▶ TEXT SECTION:

★ ★ ★

|Classification and external resources|
A barbiturate overdose results when a person takes a larger-than-prescribed dose of barbiturates. Symptoms of an overdose typically include sluggishness, incoordination, difficulty in thinking, slowness of speech, faulty judgment, drowsiness, shallow breathing, and staggering. In severe cases, coma and death can result. The lethal dosage of barbiturates varies greatly with tolerance and from one individual to another.
Barbiturate overdose with other CNS (central nervous system) depressants, such as alcohol, opiates or benzodiazepines, is even more dangerous due to additive CNS and respiratory depressant effects. In the case of benzodiazepines, barbiturates also increase the binding affinity of the benzodiazepine binding sites thus leading to an exaggerated effect of benzodiazepines. This makes the predicting the effect of combinations difficult and the same dose of the same drugs will not always produce the same degree of sedation and respiratory depression as the previous experience.

★ ★ ★

Image point grounding data
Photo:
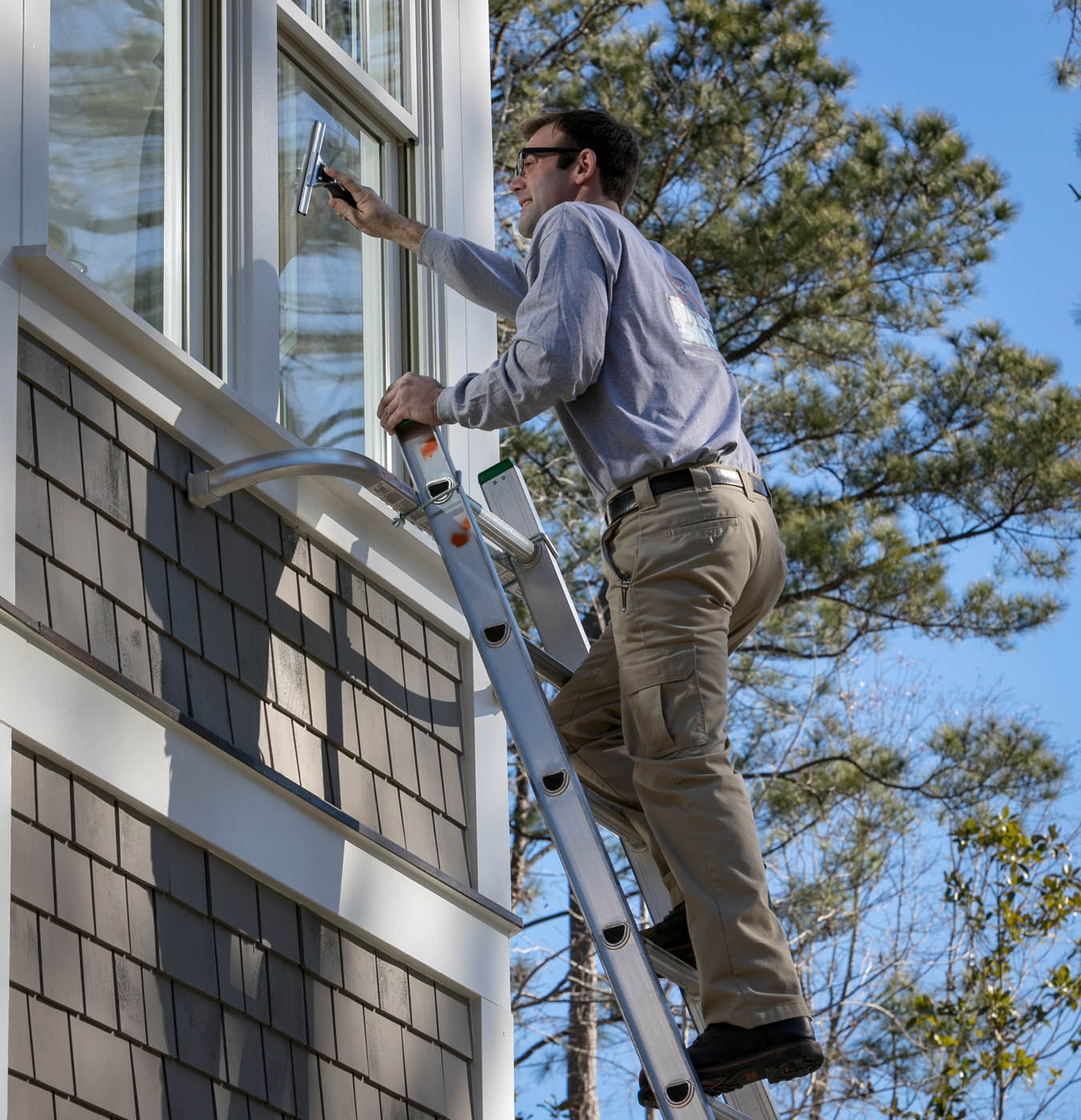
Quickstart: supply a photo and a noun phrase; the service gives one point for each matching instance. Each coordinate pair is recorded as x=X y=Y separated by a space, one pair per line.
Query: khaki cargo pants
x=643 y=719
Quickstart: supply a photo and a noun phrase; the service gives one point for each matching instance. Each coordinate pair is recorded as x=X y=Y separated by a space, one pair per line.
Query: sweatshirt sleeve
x=559 y=343
x=481 y=274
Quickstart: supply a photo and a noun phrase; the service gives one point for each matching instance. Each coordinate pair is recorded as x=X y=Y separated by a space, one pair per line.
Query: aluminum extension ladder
x=526 y=557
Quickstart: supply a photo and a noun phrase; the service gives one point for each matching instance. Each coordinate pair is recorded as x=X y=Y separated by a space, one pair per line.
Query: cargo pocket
x=666 y=702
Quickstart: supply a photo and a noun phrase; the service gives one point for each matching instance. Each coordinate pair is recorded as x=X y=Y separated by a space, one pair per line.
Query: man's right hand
x=373 y=216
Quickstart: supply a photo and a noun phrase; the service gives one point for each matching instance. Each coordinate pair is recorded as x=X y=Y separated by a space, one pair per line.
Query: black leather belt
x=624 y=502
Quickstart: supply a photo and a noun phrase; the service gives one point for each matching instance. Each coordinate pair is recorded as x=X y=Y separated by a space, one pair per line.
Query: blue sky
x=987 y=65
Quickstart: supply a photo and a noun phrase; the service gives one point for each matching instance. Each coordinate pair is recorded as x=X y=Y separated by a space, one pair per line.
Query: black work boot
x=672 y=935
x=727 y=1058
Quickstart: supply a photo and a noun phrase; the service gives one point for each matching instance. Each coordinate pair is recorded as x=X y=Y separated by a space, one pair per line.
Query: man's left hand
x=412 y=397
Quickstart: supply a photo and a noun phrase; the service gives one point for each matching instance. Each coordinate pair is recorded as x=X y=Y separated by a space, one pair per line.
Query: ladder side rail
x=559 y=794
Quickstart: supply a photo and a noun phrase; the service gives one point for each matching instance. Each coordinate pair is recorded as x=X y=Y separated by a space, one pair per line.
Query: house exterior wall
x=252 y=772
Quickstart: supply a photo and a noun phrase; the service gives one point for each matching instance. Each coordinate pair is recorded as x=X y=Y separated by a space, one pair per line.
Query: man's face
x=543 y=184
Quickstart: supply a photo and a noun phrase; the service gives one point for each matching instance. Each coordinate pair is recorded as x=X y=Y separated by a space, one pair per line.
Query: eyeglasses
x=526 y=153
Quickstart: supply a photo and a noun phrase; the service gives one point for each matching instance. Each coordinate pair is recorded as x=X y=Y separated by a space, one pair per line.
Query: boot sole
x=797 y=1060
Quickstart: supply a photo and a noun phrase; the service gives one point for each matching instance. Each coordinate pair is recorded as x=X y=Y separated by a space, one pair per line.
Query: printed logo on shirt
x=691 y=315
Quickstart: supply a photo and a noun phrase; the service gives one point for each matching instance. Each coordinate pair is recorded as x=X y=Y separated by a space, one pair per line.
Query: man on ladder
x=613 y=333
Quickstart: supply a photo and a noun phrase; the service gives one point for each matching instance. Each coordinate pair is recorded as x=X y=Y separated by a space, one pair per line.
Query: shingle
x=44 y=367
x=454 y=1022
x=402 y=758
x=310 y=761
x=111 y=906
x=257 y=518
x=282 y=597
x=358 y=971
x=244 y=717
x=62 y=979
x=315 y=622
x=157 y=994
x=371 y=726
x=150 y=1092
x=418 y=700
x=167 y=670
x=422 y=1007
x=54 y=798
x=319 y=1010
x=338 y=1091
x=101 y=627
x=456 y=1083
x=290 y=677
x=136 y=434
x=446 y=711
x=206 y=691
x=254 y=653
x=134 y=649
x=394 y=988
x=31 y=866
x=74 y=543
x=156 y=587
x=129 y=998
x=139 y=845
x=174 y=458
x=106 y=475
x=450 y=845
x=216 y=627
x=58 y=442
x=423 y=1073
x=286 y=997
x=384 y=1052
x=306 y=1082
x=322 y=948
x=30 y=593
x=153 y=513
x=20 y=1056
x=74 y=896
x=198 y=534
x=294 y=548
x=190 y=1092
x=187 y=871
x=257 y=990
x=279 y=727
x=121 y=569
x=279 y=1072
x=242 y=570
x=24 y=437
x=27 y=1101
x=25 y=963
x=52 y=1046
x=98 y=982
x=349 y=1022
x=386 y=674
x=186 y=946
x=24 y=797
x=140 y=923
x=198 y=1032
x=381 y=607
x=390 y=812
x=352 y=586
x=358 y=791
x=31 y=509
x=233 y=898
x=103 y=1070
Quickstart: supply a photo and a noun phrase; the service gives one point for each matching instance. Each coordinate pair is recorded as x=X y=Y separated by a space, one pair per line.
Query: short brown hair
x=615 y=146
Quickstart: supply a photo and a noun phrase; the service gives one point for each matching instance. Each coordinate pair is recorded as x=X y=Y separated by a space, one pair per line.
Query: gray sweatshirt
x=612 y=333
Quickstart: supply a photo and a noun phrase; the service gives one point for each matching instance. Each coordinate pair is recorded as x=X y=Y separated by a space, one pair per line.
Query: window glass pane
x=330 y=278
x=114 y=86
x=386 y=48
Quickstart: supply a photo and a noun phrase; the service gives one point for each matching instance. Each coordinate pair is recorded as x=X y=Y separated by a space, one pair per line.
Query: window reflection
x=327 y=280
x=109 y=64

★ ★ ★

▶ WHAT YOU WILL DO: Retype the passage on barbiturate overdose between "Barbiturate overdose with" and "the previous experience.", inclusive.

▶ TASK ANSWER:
Barbiturate overdose with other CNS (central nervous system) depressants, such as alcohol, opiates or benzodiazepines, is even more dangerous due to additive CNS and respiratory depressant effects. In the case of benzodiazepines, barbiturates also increase the binding affinity of the benzodiazepine binding sites thus leading to an exaggerated effect of benzodiazepines. This makes the predicting the effect of combinations difficult and the same dose of the same drugs will not always produce the same degree of sedation and respiratory depression as the previous experience.